- **Source data**:
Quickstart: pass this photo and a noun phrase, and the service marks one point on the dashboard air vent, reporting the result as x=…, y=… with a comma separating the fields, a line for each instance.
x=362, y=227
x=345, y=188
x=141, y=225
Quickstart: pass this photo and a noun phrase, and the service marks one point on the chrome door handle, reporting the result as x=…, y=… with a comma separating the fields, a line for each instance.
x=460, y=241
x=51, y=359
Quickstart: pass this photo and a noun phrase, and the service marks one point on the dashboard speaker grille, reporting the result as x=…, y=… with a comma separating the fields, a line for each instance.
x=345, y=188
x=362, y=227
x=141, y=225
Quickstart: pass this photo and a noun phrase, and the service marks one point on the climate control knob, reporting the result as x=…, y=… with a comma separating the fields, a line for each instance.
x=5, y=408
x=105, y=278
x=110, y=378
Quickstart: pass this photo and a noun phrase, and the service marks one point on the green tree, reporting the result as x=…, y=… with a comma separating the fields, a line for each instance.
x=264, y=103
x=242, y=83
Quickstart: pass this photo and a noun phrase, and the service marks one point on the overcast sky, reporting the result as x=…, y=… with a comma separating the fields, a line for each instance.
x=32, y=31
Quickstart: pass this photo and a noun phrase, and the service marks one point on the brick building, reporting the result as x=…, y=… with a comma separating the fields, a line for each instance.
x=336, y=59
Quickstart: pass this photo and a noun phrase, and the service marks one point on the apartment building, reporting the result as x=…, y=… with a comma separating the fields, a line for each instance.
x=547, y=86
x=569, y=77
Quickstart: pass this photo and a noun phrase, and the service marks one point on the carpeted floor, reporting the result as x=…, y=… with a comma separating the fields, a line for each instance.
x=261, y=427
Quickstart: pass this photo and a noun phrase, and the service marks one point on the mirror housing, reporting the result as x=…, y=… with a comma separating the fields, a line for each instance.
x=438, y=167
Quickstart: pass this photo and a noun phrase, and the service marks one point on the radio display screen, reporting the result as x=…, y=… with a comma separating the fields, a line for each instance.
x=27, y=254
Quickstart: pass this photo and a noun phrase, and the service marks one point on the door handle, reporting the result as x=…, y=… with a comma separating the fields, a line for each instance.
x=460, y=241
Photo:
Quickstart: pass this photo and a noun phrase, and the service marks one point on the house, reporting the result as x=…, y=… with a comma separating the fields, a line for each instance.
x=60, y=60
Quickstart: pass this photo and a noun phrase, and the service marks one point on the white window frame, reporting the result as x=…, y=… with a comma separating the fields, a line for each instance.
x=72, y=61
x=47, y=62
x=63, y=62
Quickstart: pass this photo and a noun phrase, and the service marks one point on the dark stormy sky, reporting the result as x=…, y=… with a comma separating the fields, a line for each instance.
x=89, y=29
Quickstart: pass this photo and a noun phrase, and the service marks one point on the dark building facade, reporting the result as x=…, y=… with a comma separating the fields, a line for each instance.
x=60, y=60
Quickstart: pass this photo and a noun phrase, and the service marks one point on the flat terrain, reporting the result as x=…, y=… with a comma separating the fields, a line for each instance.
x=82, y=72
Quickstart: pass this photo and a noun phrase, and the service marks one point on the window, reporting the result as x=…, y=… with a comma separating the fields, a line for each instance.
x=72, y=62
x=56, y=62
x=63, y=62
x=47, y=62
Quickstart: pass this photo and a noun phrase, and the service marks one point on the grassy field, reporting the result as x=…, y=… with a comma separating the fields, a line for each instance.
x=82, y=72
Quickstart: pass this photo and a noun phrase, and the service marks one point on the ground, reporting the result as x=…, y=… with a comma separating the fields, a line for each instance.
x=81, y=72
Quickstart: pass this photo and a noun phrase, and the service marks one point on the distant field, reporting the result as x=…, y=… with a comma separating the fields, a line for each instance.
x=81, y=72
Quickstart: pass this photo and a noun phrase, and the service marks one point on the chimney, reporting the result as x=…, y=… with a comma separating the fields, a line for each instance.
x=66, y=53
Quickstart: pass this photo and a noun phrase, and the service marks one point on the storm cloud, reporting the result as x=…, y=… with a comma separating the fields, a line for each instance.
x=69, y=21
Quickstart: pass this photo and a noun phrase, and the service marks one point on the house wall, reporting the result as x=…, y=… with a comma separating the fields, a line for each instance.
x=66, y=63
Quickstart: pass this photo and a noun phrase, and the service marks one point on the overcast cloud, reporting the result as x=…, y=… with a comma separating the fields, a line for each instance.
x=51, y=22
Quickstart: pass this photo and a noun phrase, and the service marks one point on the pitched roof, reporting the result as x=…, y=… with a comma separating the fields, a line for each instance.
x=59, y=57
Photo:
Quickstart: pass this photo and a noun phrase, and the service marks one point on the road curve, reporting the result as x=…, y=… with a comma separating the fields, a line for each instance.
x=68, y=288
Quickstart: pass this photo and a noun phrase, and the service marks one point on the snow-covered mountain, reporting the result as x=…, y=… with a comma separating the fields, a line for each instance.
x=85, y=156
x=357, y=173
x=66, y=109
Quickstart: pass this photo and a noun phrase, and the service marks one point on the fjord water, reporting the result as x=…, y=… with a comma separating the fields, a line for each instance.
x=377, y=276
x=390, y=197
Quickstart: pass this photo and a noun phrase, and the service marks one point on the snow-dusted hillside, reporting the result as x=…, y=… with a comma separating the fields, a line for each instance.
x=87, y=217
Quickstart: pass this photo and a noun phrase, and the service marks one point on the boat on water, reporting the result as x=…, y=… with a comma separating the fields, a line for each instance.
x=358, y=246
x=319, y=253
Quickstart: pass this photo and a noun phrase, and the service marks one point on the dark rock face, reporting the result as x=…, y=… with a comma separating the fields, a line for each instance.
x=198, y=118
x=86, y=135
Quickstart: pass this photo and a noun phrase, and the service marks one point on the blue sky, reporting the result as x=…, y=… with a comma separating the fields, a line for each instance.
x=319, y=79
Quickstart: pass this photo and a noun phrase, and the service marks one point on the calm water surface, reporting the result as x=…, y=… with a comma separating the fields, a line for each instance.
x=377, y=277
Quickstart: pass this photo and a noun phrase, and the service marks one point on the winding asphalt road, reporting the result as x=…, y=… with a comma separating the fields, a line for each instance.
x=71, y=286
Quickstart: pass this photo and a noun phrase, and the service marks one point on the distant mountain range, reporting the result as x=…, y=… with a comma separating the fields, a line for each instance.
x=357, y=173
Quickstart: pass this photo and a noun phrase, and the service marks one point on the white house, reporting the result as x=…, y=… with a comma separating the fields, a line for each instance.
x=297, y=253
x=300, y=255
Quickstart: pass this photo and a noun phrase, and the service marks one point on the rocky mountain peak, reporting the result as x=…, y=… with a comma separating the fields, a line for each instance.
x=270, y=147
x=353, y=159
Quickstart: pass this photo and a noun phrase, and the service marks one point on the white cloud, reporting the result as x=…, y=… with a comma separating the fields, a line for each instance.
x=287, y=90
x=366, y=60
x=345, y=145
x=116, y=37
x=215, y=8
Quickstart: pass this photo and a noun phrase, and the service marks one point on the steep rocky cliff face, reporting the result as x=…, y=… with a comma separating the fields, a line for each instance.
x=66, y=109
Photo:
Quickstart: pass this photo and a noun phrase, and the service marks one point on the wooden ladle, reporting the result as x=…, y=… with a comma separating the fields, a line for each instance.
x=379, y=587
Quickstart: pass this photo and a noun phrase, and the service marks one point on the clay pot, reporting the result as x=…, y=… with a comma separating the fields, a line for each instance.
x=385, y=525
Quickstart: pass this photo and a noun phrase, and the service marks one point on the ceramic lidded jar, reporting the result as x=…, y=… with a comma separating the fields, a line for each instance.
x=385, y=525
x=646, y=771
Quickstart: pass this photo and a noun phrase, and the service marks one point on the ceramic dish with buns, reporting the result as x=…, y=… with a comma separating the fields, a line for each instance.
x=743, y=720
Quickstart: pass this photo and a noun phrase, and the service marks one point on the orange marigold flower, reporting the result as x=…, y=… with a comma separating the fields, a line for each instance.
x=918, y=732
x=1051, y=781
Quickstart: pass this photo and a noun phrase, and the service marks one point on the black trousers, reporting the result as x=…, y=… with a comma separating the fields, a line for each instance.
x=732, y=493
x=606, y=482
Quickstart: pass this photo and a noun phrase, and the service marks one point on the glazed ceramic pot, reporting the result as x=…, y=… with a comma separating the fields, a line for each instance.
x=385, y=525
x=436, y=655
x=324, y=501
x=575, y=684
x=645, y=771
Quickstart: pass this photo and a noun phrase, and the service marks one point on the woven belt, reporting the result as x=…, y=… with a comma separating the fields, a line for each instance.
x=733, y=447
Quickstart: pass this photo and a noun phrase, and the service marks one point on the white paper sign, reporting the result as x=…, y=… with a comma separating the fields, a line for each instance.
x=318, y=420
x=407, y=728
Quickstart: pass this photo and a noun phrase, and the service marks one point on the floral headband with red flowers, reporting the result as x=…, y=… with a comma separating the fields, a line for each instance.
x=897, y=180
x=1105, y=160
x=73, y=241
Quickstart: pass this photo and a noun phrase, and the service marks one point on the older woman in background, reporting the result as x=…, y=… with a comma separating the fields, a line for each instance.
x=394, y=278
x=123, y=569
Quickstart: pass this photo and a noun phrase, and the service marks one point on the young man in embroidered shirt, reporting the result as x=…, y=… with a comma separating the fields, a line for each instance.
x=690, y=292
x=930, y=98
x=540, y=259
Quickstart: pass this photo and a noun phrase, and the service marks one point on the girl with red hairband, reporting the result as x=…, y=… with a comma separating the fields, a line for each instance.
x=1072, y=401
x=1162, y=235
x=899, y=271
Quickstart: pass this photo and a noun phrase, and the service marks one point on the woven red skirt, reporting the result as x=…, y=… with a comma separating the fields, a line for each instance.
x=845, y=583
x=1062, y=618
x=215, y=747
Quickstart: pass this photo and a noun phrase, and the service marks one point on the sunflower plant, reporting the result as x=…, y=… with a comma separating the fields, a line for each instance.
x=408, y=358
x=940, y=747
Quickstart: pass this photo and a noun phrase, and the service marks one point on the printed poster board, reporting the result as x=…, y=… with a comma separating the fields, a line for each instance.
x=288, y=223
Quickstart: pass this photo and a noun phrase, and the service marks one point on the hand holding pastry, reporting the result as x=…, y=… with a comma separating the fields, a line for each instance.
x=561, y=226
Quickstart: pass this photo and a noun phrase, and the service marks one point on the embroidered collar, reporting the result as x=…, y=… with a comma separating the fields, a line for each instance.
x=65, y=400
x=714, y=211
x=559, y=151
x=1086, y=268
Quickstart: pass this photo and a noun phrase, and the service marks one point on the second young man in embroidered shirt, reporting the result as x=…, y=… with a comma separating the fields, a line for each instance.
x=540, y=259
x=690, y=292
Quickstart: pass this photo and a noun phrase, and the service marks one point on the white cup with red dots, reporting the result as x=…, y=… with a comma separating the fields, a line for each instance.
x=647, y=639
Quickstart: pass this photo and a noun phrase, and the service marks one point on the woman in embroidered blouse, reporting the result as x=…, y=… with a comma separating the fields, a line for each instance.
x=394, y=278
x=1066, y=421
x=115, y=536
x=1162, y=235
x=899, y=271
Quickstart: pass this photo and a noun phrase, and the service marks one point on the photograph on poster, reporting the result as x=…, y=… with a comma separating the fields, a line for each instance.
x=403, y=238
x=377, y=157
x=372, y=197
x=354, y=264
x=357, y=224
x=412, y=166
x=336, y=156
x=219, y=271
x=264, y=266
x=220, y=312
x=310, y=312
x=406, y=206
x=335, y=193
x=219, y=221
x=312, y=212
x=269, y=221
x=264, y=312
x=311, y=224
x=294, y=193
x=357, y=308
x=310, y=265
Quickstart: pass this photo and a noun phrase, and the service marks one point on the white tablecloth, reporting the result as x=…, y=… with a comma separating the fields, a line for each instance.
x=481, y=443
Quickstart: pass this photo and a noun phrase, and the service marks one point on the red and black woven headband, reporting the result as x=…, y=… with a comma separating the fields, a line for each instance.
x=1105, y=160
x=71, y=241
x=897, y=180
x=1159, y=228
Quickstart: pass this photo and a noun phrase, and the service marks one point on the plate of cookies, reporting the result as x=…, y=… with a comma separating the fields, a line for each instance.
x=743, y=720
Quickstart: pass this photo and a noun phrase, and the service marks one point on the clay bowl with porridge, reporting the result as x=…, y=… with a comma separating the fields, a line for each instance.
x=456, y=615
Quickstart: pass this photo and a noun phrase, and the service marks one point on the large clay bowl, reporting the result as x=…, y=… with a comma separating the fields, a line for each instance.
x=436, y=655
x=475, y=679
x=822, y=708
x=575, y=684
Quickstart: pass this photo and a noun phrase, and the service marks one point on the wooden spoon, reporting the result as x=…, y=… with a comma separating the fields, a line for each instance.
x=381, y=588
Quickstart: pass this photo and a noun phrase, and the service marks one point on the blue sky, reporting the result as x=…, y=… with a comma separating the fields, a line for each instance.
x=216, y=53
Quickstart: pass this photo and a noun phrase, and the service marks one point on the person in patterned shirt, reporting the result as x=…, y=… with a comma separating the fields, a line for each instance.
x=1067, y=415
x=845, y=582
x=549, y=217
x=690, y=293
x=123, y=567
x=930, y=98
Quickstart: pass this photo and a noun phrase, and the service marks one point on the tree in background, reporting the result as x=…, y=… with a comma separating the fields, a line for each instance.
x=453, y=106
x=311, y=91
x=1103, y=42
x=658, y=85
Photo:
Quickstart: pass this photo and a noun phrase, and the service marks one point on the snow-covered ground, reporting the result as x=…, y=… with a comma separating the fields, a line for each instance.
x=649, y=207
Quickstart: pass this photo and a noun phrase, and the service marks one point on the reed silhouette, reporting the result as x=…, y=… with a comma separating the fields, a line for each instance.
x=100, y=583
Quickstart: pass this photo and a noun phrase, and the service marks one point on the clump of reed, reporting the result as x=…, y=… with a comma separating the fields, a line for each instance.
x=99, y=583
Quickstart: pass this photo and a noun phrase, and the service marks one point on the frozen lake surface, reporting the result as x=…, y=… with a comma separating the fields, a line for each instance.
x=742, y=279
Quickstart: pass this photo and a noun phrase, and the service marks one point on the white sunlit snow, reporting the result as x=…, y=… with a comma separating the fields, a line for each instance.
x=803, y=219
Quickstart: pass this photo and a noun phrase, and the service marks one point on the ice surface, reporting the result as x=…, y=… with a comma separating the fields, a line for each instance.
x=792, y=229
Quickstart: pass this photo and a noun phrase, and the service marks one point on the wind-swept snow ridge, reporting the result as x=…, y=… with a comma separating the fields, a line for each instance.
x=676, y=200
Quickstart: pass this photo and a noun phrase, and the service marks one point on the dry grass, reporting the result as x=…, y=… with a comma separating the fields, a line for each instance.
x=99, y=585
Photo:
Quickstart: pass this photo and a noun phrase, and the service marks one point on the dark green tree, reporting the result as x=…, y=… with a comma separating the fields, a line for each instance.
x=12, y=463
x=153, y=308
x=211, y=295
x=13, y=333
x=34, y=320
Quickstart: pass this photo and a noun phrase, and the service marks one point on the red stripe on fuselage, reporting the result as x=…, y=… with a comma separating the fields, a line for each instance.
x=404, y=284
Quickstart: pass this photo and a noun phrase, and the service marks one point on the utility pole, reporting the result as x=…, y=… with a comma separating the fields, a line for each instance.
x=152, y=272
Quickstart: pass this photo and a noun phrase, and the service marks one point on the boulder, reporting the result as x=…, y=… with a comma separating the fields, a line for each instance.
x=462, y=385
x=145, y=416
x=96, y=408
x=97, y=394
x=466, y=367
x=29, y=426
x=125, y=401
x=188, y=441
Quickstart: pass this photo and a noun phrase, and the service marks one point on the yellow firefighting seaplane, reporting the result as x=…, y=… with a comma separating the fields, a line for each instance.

- **Prompt**:
Take every line from the one containing "on the utility" to the end of the listing and output it exactly, with nothing else.

- **Problem solution**:
Quickstart: pass this photo and a noun phrase, and the service marks one point on the utility pole, reporting the result as x=…, y=… with a comma separating the fields, a line for each instance.
x=152, y=272
Quickstart: pass this photo and a noun phrase, and the service marks one point on the boulder, reporting the result as x=…, y=… with a comma separating the fields, a line for each instance.
x=462, y=385
x=145, y=416
x=96, y=408
x=97, y=394
x=466, y=367
x=29, y=426
x=125, y=401
x=188, y=441
Quickstart: pass this photo and a noun phrase, and the service marks one point on the yellow firefighting seaplane, reporting the result as x=…, y=… with a comma separating the fields, a line for each instance.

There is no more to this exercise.